• WHAT THE EXERCISE ASKS:
Would you put the lines of the records below into a numbered list and leave out the blank lines?

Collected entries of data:
________________________

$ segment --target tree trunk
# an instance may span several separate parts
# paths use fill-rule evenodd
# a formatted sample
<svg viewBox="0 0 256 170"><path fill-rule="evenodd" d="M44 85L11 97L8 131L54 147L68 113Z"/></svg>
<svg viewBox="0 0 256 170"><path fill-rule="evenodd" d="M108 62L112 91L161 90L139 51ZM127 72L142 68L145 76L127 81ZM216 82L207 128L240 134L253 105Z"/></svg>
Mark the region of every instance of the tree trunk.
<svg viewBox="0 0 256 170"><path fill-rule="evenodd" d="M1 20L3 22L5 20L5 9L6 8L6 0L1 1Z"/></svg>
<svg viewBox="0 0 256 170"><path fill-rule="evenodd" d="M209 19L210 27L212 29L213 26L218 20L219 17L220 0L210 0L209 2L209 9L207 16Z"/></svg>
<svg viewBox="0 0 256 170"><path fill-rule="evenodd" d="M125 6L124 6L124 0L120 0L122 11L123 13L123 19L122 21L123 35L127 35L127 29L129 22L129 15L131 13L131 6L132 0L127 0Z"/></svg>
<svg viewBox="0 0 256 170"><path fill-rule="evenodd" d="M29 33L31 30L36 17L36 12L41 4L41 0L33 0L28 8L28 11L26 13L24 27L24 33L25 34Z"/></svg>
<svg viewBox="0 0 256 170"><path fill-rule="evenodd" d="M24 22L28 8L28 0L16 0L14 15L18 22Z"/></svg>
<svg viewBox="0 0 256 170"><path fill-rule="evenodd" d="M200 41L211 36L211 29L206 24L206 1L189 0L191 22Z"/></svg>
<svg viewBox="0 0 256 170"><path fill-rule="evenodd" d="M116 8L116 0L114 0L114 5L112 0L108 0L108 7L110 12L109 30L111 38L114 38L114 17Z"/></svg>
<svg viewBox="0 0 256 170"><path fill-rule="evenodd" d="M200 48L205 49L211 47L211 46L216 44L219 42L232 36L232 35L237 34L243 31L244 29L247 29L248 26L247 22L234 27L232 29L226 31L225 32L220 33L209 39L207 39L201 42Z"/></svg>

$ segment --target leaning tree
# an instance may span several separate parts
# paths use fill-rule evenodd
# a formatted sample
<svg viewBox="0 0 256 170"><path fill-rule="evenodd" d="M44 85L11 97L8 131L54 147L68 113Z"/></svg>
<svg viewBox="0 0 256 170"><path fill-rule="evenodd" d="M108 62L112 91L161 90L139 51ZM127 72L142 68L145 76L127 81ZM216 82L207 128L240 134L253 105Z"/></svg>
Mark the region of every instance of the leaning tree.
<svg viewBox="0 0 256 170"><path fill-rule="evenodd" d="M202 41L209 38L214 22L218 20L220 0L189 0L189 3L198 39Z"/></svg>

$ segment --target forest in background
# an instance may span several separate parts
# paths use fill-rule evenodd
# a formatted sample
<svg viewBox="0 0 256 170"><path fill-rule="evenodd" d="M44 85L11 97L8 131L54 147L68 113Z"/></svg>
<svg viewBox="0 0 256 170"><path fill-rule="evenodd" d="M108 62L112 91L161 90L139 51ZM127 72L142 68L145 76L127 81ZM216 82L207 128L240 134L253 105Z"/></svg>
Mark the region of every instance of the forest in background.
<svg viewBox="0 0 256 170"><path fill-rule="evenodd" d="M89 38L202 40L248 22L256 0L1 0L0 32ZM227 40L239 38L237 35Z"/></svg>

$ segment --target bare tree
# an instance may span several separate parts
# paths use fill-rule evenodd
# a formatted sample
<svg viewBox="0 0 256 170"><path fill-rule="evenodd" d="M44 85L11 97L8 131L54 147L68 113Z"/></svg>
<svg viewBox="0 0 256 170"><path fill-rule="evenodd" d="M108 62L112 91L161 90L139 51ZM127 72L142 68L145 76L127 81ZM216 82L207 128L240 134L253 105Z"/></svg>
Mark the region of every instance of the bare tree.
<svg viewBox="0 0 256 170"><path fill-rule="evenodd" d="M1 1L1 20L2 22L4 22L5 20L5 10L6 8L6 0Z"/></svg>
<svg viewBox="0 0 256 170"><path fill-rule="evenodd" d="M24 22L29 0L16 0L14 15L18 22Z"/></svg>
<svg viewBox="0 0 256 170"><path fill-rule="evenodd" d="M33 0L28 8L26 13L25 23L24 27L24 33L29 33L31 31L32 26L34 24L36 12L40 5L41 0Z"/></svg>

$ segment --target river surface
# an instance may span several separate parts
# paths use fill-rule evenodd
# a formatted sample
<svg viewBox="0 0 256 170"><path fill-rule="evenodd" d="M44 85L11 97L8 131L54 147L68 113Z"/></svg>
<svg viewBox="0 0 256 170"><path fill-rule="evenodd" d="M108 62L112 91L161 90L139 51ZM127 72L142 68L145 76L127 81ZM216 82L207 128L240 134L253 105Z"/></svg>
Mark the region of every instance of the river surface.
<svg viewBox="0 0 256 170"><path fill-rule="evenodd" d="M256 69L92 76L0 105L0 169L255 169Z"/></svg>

________________________

• FINAL RESULT:
1. $ segment --target tree trunk
2. # an instance may span several separate parts
3. # paths use fill-rule evenodd
4. # a formatted sample
5. <svg viewBox="0 0 256 170"><path fill-rule="evenodd" d="M44 85L11 97L8 131L54 147L68 113Z"/></svg>
6. <svg viewBox="0 0 256 170"><path fill-rule="evenodd" d="M108 62L112 91L161 90L139 51ZM127 72L142 68L145 76L127 81ZM216 82L207 128L240 134L253 105Z"/></svg>
7. Mark the region of every instance of the tree trunk.
8. <svg viewBox="0 0 256 170"><path fill-rule="evenodd" d="M1 20L3 22L5 20L5 9L6 8L6 0L1 1Z"/></svg>
9. <svg viewBox="0 0 256 170"><path fill-rule="evenodd" d="M209 19L210 27L212 29L213 26L218 20L219 17L220 0L210 0L209 2L209 9L207 16Z"/></svg>
10. <svg viewBox="0 0 256 170"><path fill-rule="evenodd" d="M125 6L124 6L124 0L120 0L122 11L123 13L123 19L122 21L123 35L127 35L127 29L129 22L129 15L131 13L131 6L132 0L127 0Z"/></svg>
11. <svg viewBox="0 0 256 170"><path fill-rule="evenodd" d="M29 33L31 30L36 17L36 12L41 4L41 0L33 0L28 8L28 11L26 13L24 27L24 33L25 34Z"/></svg>
12. <svg viewBox="0 0 256 170"><path fill-rule="evenodd" d="M24 22L28 8L28 0L16 0L14 15L18 22Z"/></svg>
13. <svg viewBox="0 0 256 170"><path fill-rule="evenodd" d="M200 41L211 36L211 29L206 24L206 1L189 0L191 22Z"/></svg>
14. <svg viewBox="0 0 256 170"><path fill-rule="evenodd" d="M116 8L116 0L114 0L114 5L112 0L108 0L108 7L110 12L109 30L111 38L114 38L114 17Z"/></svg>
15. <svg viewBox="0 0 256 170"><path fill-rule="evenodd" d="M200 48L205 49L211 47L211 46L216 44L219 42L232 36L232 35L237 34L243 31L244 29L247 29L248 26L247 22L234 27L232 29L226 31L225 32L220 33L209 39L207 39L201 42Z"/></svg>
16. $ segment --target leaning tree
17. # an instance may span several separate parts
18. # paths use fill-rule evenodd
19. # a formatted sample
20. <svg viewBox="0 0 256 170"><path fill-rule="evenodd" d="M44 85L11 97L8 131L54 147L68 113Z"/></svg>
21. <svg viewBox="0 0 256 170"><path fill-rule="evenodd" d="M108 62L112 91L161 90L139 51ZM127 72L142 68L145 76L127 81ZM216 82L207 128L240 134L253 105Z"/></svg>
22. Mark the region of every instance of the leaning tree.
23. <svg viewBox="0 0 256 170"><path fill-rule="evenodd" d="M202 41L209 38L214 22L218 20L220 0L189 0L189 3L198 39Z"/></svg>
24. $ segment --target forest in background
25. # an instance may span several separate parts
26. # paths use fill-rule evenodd
27. # a formatted sample
28. <svg viewBox="0 0 256 170"><path fill-rule="evenodd" d="M44 85L11 97L8 131L54 147L68 113Z"/></svg>
29. <svg viewBox="0 0 256 170"><path fill-rule="evenodd" d="M108 62L112 91L161 90L139 51ZM127 72L142 68L145 76L127 81ZM216 82L207 128L240 134L253 105Z"/></svg>
30. Mark the region of every instance of the forest in background.
31. <svg viewBox="0 0 256 170"><path fill-rule="evenodd" d="M89 38L202 40L248 22L256 0L1 0L0 32ZM227 40L239 38L237 35Z"/></svg>
32. $ segment --target bare tree
33. # an instance may span several separate parts
34. # paths use fill-rule evenodd
35. # a formatted sample
36. <svg viewBox="0 0 256 170"><path fill-rule="evenodd" d="M44 85L11 97L8 131L54 147L68 113Z"/></svg>
37. <svg viewBox="0 0 256 170"><path fill-rule="evenodd" d="M108 62L112 91L161 90L139 51ZM127 72L142 68L145 76L127 81ZM216 82L207 128L240 134L253 105Z"/></svg>
38. Mark the region of every instance of the bare tree.
39. <svg viewBox="0 0 256 170"><path fill-rule="evenodd" d="M1 1L1 20L2 22L4 22L5 20L5 10L6 8L6 0Z"/></svg>
40. <svg viewBox="0 0 256 170"><path fill-rule="evenodd" d="M24 22L29 0L16 0L14 15L18 22Z"/></svg>
41. <svg viewBox="0 0 256 170"><path fill-rule="evenodd" d="M33 0L28 8L26 13L25 23L24 27L24 33L29 33L31 31L32 26L34 24L36 12L40 5L41 0Z"/></svg>
42. $ segment --target river surface
43. # an instance may span several separate parts
44. # paths use fill-rule evenodd
45. # a formatted sample
46. <svg viewBox="0 0 256 170"><path fill-rule="evenodd" d="M44 85L11 97L8 131L54 147L68 113Z"/></svg>
47. <svg viewBox="0 0 256 170"><path fill-rule="evenodd" d="M108 62L112 91L161 90L139 51ZM127 72L142 68L145 76L127 81ZM216 82L207 128L240 134L253 105Z"/></svg>
48. Mark the region of every instance of the river surface.
49. <svg viewBox="0 0 256 170"><path fill-rule="evenodd" d="M256 69L92 76L0 105L0 169L255 169Z"/></svg>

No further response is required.